**ACTIVITY LIST:**
1. Decide whether each statement agrees with the text excerpt on Justice Baqar. Answer yes or no for each, and quote the deciding words of the text exactly. (a) As chief justice of the Sindh High Court, he was mainly responsible for the largest distribution of compensation in Pakistan's legal history to the victims of the Baldia factory fire. (b) His exhortations were confined to speeches. (c) He argued that judges should be blind residents of elite institutions.
2. From the text excerpt on Justice Baqar, extract the passage starting with "Upholding the court’s" and going on through "shrouds judicial appointments.", copied exactly.

━━ TEXT EXCERPT

Upholding the court’s dignity: In a recent speech, he reminded judges how repressive regimes often target the judiciary by playing on the public’s dissatisfaction with elite institutions. Judges, he argued, could not be “blind residents of elite institutions”. Such exhortations, however, were not merely confined to speeches. As chief justice of the Sindh High Court, he was mainly responsible for the largest distribution of compensation in Pakistan’s legal history to the victims of Karachi’s Baldia factory fire. More importantly perhaps, in contrast to some others in the legal profession, Justice Baqar highlighted the importance of evolving an objective criterion, thus, bringing an end to the opacity that currently shrouds judicial appointments.

━━━━
━━ EXTRACTED RECORDS

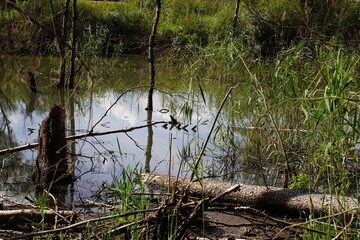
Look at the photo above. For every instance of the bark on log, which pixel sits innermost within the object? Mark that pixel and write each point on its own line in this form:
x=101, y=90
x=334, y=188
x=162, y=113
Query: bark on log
x=275, y=199
x=51, y=163
x=26, y=215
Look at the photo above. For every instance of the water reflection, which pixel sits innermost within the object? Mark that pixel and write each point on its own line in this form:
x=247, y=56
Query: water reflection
x=95, y=160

━━━━

**RESULTS IN ORDER:**
1.
(a) Yes: "As chief justice of the Sindh High Court, he was mainly responsible for the largest distribution of compensation in Pakistan’s legal history to the victims of Karachi’s Baldia factory fire."
(b) No: "Such exhortations, however, were not merely confined to speeches."
(c) No: "Judges, he argued, could not be “blind residents of elite institutions”."

2.
Upholding the court’s dignity: In a recent speech, he reminded judges how repressive regimes often target the judiciary by playing on the public’s dissatisfaction with elite institutions. Judges, he argued, could not be “blind residents of elite institutions”. Such exhortations, however, were not merely confined to speeches. As chief justice of the Sindh High Court, he was mainly responsible for the largest distribution of compensation in Pakistan’s legal history to the victims of Karachi’s Baldia factory fire. More importantly perhaps, in contrast to some others in the legal profession, Justice Baqar highlighted the importance of evolving an objective criterion, thus, bringing an end to the opacity that currently shrouds judicial appointments.